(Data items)

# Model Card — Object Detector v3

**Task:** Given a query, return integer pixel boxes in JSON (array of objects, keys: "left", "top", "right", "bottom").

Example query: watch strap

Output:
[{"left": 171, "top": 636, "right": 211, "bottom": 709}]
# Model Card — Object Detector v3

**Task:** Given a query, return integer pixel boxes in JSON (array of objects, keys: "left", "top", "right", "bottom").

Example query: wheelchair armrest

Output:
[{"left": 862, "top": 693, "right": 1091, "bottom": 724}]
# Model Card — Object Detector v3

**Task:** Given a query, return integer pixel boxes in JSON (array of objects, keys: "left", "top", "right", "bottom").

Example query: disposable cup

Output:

INSTRUCTIONS TO FOLLOW
Could you retype all of the entries exactly, leaving none out?

TASK OUTPUT
# Model Card — Object Detector v3

**Task:** Given a query, return integer pixel boxes in JSON (array of objects, keys: "left", "top", "right", "bottom").

Example query: watch strap

Output:
[{"left": 171, "top": 636, "right": 211, "bottom": 709}]
# Model Card — Object Detector v3

**Task:** Given a query, return integer pixel boxes in JSON (array of objects, keys: "left", "top", "right", "bottom").

Example query: wheelchair armrest

Output:
[{"left": 862, "top": 693, "right": 1091, "bottom": 724}]
# Model Card — Object Detector v3

**Task:** Given a query, return integer pixel boxes in JSON (array of objects, keys: "left", "top", "right", "bottom").

Example query: disposable cup

Output:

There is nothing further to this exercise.